_Record excerpts_.
____________
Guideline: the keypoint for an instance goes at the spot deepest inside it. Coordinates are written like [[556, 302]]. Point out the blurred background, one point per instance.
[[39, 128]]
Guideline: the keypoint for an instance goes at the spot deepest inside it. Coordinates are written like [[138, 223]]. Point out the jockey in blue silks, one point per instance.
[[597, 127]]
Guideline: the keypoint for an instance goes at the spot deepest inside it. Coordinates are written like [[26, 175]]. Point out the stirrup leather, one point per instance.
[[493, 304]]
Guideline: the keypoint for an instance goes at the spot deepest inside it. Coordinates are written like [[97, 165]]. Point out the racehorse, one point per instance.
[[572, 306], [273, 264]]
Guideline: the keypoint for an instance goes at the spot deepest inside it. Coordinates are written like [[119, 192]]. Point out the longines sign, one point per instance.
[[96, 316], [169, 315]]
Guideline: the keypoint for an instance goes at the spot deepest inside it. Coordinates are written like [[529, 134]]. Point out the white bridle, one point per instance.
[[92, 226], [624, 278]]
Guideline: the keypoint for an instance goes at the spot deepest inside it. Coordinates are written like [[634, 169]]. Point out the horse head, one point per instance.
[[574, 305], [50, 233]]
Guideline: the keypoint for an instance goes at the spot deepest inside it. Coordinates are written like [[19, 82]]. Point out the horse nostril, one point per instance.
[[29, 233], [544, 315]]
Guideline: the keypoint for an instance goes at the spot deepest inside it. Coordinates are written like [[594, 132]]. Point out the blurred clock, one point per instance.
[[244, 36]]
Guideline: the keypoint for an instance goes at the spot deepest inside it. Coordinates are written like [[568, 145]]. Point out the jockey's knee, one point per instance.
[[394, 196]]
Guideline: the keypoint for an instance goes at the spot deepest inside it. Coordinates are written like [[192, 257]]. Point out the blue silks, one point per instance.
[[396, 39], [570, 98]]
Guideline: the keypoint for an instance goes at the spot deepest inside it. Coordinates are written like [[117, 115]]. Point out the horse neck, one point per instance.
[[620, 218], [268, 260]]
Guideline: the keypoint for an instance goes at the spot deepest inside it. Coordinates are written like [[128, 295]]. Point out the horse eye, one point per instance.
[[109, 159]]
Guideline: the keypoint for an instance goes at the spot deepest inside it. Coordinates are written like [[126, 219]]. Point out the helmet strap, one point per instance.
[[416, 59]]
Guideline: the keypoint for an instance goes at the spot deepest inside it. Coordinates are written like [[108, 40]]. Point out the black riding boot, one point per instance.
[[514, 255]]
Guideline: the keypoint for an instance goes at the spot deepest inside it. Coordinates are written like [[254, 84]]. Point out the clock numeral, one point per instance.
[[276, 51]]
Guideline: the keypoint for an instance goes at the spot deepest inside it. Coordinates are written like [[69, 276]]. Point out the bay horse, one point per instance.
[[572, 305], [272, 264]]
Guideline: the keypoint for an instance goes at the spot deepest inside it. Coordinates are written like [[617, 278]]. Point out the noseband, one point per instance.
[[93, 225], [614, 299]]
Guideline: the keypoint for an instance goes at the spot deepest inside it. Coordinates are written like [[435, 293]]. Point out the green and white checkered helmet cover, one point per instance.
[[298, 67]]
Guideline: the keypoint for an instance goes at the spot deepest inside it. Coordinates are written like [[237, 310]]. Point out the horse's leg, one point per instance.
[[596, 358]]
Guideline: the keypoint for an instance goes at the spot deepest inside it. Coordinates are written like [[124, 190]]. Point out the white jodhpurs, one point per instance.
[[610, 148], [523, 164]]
____________
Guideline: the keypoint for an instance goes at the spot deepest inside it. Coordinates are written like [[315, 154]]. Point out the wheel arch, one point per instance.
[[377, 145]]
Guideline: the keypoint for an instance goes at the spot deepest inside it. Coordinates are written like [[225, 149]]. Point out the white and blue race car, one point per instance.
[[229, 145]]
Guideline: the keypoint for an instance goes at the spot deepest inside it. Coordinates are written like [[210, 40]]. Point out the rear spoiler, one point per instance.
____________
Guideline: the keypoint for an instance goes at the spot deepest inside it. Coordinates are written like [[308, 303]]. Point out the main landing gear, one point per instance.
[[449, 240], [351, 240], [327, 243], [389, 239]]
____________
_Short problem_.
Copy out the material starting at the line containing "car, one point per instance." and ending at the line containing "spoiler, one point per instance.", both of those lines included.

_Solution_.
Guideline: the keypoint for an instance goes at the spot deepest inside it. Coordinates are written like [[225, 149]]. Point out the white and blue race car, one point per instance.
[[229, 145]]
Guideline: the keypoint for an instance goes at the spot deepest inside it. Coordinates are written like [[210, 40]]. Point out the rear spoiler, one point per instance.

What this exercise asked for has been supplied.